== TEXT SEGMENT ==
This agreement is between CyVerse and the users of the CyVerse Data Commons. Using services or data available at or submitting data to the Data Commons (DC) requires agreeing to the following policies. This document covers only policies specific to the DC. The CyVerse Data Policy covers policies relevant to any data hosted by CyVerse, including data in the DC. Acceptance of this document implies acceptance of the CyVerse Data Policy. Please see other CyVerse Policies for general usage of CyVerse cyberinfrastructure.
About the Data Commons
The Data Commons (DC) provides services within the CyVerse cyberinfrastructure to organize, preserve, and publish data drived from scientific research. We strive to aid researchers in creating, managing, publishing, reusing, and discovering research data by:
- Facilitating metadata entry and acquisition;
- Supporting the translation of metadata across existing metadata standards such as DataCite, Dublin Core, MIxS, or MIAPPE;
- Publishing data through the Data Commons Repository or to external repositories;
- Providing access to public data that is in the CyVerse Data Store;
- Providing persistent access to datasets through globally unique, permanent identifiers (DOIs and ARKs);
- Connecting data to analyses conducted on CyVerse platforms to support reproducible science;
- Raising data visibility and discoverability;
- Preserving datasets in secure and reliable large-scale storage systems.
DC development builds on foundational CyVerse infrastructure such as our Data Store, APIs, and user interfaces, while expanding into new areas such as metadata and ontologies, a data repository, and federation with external collaborators and repositories. Key components of the Data Commons are the web data portal at http://datacommons.cyverse.org/ (also http://dc.cyverse.org) and functions within the Discovery Environment such as metadata templates, permanent identifier requests, data submissions to NCBI, and a Projects Interface (under development).
Data Commons Mission and Vision
Infrastructure for open data from scientific research, where data can live as a searchable, discoverable, and reusable resource.
To aid researchers in managing, publishing, reusing, and discovering data.
Data Commons Functions
Data Organization and Curation
Data curation is the set of processes, involved in generating and maintaining a sustainable, complete, and accurate dataset across time. In the DC, users are the primary, specialized curators of their own data, because they know their data and how it was produced. DC users are responsible for organizing and describing their data and how it was produced. DC users are responsible for organizing and describing their data in a way that represents their research. To facilitate these activities, the DC provides functions through the Discovery Environment where users can organize and append standardized metadata to the data that they will publish, including metadata templates and bulk metadata upload. In addition, data curators on the D team are available for consultation about how to organize data, what metadata standards are recommended for your data, and how to assign identifiers.
A data curator verifies all datasets that are submitted for publication and will contact users if they identify incomplete metadata or any issue that can be improved to present data to the public in a way that is clear for reuse. The curator does not verify the contents or quality of the data files; this is the responsibility of the researcher creating the dataset. Data in the DC is not peer-reviewed, but it may be reviewed outside CyVerse as part of a journal article.

== MATERIAL PROVIDED ==
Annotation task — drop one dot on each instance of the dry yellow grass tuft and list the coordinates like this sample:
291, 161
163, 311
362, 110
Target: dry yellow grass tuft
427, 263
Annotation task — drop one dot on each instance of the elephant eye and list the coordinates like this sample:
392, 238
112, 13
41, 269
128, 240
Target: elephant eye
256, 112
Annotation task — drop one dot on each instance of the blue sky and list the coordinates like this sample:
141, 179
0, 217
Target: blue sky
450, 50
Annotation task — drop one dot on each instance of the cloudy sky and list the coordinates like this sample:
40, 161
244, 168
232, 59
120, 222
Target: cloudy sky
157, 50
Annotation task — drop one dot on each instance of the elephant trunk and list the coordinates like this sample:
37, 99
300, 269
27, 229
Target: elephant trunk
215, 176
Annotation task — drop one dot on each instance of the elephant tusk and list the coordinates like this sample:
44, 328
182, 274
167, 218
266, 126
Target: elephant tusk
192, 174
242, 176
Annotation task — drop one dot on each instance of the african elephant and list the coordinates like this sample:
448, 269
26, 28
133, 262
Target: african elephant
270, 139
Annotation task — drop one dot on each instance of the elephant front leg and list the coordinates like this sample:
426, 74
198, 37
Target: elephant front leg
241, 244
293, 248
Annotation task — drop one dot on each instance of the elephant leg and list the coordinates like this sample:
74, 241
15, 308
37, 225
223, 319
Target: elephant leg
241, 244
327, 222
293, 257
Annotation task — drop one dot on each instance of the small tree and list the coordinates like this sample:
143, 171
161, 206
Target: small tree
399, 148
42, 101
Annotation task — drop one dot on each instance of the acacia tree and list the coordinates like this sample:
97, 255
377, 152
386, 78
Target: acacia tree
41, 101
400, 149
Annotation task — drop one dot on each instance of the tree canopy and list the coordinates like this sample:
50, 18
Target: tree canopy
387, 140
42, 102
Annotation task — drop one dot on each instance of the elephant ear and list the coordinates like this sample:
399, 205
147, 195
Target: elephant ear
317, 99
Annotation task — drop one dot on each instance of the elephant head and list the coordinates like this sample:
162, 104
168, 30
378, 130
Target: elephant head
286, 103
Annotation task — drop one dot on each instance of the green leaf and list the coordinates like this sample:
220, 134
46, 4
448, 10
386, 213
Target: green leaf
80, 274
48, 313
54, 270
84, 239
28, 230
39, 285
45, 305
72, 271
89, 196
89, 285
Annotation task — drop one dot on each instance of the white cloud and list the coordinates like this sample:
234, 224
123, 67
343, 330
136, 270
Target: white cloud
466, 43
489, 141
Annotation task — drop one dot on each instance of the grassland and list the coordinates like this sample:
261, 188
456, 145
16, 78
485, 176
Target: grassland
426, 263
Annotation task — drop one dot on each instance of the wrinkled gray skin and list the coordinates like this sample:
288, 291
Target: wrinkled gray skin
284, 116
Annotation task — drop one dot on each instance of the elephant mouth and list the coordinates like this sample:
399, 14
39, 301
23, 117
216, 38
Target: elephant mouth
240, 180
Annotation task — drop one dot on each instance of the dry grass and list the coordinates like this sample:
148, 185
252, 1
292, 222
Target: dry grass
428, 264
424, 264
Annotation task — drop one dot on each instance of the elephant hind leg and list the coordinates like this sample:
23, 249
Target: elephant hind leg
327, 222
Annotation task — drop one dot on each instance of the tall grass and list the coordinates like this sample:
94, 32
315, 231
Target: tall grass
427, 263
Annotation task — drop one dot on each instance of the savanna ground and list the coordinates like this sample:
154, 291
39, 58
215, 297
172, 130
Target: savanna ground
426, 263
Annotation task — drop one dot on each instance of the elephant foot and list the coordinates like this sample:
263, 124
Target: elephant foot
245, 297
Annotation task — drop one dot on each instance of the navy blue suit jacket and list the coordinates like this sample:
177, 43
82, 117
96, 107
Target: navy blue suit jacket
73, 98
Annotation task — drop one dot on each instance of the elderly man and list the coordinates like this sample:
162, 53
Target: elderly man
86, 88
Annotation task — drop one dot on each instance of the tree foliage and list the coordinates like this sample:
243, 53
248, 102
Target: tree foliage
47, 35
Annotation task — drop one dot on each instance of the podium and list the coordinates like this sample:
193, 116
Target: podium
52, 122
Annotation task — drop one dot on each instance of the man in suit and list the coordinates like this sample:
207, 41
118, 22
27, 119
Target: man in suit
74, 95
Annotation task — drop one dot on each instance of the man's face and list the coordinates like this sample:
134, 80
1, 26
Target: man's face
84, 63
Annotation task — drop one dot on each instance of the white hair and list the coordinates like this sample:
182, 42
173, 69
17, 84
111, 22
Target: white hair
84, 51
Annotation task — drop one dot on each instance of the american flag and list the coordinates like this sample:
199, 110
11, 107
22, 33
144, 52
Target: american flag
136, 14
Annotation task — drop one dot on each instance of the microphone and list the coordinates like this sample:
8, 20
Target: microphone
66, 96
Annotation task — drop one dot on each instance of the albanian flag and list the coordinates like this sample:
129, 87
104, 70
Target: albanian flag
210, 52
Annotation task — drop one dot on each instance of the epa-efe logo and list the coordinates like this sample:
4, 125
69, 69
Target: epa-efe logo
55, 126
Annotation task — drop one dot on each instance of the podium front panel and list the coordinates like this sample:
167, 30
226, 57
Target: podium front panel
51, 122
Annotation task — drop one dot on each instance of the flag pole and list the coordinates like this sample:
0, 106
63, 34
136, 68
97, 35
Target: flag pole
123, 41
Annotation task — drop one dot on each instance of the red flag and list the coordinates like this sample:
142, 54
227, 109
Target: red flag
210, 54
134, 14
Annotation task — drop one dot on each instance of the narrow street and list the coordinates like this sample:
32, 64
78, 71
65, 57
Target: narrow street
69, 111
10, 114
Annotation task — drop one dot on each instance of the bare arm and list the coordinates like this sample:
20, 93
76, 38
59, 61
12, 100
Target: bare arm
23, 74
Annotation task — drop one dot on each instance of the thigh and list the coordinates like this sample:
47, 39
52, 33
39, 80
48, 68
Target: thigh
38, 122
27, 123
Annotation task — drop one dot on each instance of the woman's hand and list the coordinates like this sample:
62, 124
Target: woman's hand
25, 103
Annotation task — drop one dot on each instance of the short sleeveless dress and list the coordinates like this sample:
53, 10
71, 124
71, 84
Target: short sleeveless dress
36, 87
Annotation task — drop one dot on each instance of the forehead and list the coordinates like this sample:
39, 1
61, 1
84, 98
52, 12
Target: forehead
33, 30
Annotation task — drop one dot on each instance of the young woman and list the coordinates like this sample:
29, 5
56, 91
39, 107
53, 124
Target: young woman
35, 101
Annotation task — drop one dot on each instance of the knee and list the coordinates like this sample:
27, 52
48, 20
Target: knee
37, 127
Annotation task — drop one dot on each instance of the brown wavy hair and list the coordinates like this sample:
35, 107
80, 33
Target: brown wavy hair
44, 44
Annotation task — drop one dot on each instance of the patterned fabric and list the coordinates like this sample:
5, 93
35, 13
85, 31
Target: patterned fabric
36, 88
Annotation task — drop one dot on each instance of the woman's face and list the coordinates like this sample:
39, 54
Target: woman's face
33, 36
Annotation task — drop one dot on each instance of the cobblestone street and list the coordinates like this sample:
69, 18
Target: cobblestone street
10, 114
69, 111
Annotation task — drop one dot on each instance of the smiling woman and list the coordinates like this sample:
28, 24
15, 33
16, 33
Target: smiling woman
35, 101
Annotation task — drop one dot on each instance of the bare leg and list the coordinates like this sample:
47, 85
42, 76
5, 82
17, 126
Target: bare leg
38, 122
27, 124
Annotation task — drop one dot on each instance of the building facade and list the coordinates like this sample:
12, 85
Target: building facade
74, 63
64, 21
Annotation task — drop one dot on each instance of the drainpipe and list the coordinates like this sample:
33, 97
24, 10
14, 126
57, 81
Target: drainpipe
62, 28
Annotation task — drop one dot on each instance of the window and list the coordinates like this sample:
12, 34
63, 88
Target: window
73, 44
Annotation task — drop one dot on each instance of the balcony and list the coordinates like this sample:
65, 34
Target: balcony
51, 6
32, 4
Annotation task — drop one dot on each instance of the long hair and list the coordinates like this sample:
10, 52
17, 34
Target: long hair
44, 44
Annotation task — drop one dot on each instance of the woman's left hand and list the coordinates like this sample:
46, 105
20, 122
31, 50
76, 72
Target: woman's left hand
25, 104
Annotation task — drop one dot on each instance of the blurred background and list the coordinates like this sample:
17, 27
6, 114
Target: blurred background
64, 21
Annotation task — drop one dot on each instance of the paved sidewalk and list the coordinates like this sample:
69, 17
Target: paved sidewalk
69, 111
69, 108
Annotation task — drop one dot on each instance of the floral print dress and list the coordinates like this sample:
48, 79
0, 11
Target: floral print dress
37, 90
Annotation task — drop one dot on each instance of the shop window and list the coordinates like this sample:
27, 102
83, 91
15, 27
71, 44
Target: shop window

---

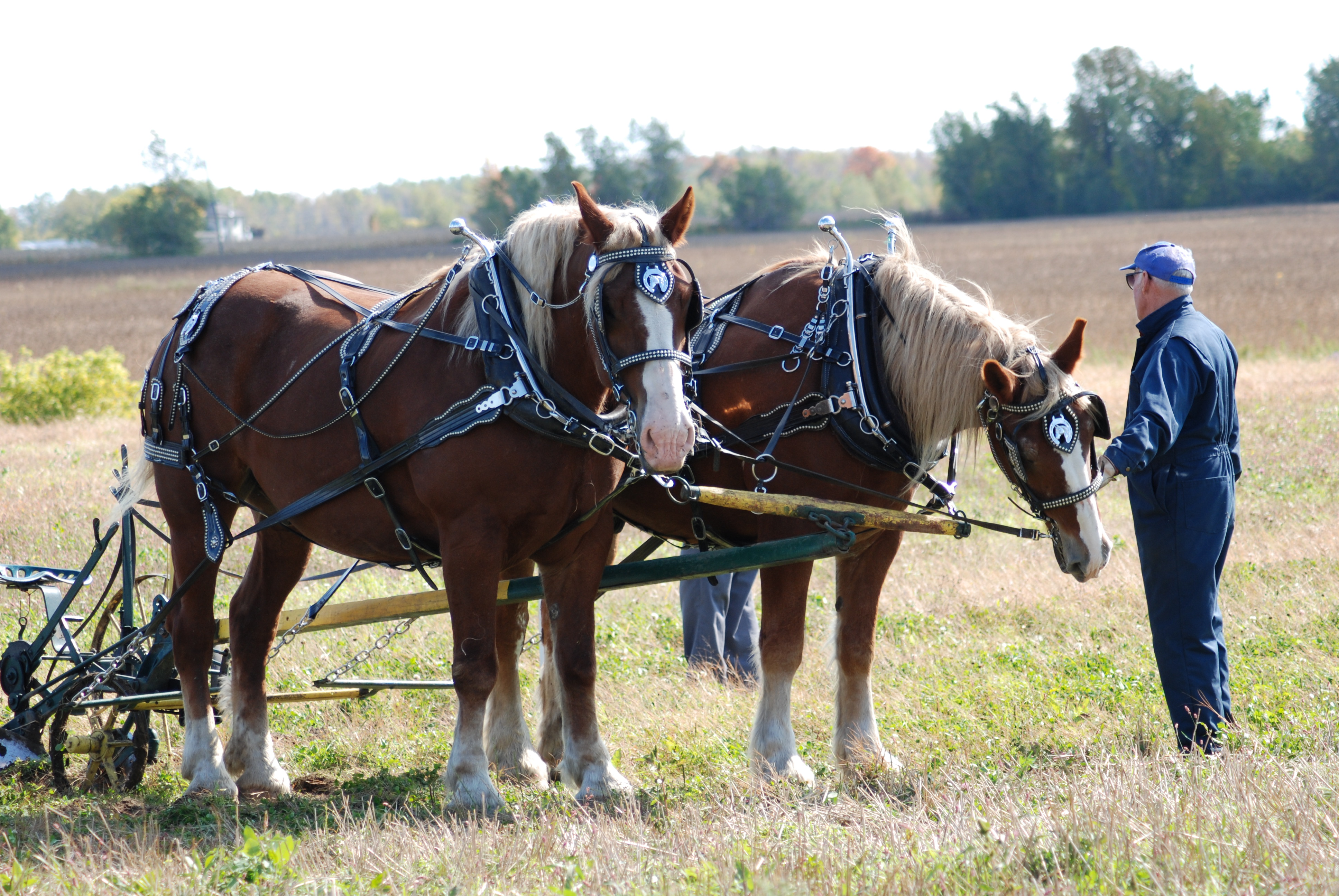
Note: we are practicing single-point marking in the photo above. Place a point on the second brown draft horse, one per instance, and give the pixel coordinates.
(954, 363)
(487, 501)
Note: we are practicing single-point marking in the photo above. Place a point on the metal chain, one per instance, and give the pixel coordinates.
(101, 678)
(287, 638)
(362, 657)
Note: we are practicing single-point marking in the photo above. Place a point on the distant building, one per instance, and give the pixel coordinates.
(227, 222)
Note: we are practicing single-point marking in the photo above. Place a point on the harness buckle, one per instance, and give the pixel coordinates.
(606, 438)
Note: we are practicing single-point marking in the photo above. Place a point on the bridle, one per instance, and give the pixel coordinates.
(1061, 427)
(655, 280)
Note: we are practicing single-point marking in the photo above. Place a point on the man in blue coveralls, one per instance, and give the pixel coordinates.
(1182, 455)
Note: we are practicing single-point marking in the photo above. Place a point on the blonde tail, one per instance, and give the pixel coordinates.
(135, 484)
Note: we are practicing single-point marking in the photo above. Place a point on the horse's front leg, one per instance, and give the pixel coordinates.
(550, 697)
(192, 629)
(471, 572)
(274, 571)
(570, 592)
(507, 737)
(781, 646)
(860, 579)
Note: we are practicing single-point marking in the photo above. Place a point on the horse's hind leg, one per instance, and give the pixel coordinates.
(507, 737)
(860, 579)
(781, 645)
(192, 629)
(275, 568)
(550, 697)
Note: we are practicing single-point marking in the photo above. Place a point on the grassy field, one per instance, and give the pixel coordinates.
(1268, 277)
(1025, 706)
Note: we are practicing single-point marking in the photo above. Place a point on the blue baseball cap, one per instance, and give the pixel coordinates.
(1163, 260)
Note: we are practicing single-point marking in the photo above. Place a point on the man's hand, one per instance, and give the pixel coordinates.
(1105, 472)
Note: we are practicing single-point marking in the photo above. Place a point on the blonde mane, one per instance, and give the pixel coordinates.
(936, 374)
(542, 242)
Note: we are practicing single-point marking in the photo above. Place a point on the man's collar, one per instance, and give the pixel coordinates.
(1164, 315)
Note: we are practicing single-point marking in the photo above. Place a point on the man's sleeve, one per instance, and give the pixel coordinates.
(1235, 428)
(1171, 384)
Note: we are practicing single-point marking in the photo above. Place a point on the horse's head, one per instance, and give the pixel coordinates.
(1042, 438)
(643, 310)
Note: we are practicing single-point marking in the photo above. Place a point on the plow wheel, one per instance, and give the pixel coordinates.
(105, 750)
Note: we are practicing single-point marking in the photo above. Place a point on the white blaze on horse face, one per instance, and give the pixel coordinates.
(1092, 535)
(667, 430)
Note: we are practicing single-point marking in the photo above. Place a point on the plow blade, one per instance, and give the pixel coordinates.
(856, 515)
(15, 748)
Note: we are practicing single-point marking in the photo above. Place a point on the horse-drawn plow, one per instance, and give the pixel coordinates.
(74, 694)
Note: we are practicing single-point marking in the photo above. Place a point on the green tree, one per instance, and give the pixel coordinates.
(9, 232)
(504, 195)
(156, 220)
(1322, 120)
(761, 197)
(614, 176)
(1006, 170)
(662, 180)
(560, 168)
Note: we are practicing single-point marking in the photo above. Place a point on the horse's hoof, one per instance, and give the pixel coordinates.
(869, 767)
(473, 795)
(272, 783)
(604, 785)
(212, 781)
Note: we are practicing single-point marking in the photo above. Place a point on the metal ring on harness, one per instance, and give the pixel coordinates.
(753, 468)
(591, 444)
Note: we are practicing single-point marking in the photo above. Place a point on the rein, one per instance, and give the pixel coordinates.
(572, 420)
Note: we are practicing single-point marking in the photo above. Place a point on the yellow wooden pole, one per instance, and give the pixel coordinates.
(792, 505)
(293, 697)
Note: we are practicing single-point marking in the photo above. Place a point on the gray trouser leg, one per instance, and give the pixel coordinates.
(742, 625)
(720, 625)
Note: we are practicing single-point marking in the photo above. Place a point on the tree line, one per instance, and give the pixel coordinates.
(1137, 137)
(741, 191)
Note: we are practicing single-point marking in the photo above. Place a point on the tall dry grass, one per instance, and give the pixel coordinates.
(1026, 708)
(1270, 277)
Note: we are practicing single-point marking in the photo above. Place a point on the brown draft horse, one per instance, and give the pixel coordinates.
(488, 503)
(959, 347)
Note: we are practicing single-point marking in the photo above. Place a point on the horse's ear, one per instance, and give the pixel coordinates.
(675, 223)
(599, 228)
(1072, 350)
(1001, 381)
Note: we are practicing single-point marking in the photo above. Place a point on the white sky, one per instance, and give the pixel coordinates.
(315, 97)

== DIRECTIONS ==
1) Answer these questions using the Data Commons policy text:
(a) What two kinds of permanent identifiers does the Data Commons use for persistent access to datasets?
(b) What two web addresses are given for the Data Commons web data portal?
(c) Whose responsibility is the quality of the data files?
2) Reproduce the part of the Data Commons policy text that opens with the words containing "DC development builds" and closes with "Interface (under development).".

== WORKED SOLUTIONS ==
1)
(a) DOIs and ARKs.
(b) http://datacommons.cyverse.org/ and http://dc.cyverse.org
(c) The researcher creating the dataset.

2)
DC development builds on foundational CyVerse infrastructure such as our Data Store, APIs, and user interfaces, while expanding into new areas such as metadata and ontologies, a data repository, and federation with external collaborators and repositories. Key components of the Data Commons are the web data portal at http://datacommons.cyverse.org/ (also http://dc.cyverse.org) and functions within the Discovery Environment such as metadata templates, permanent identifier requests, data submissions to NCBI, and a Projects Interface (under development).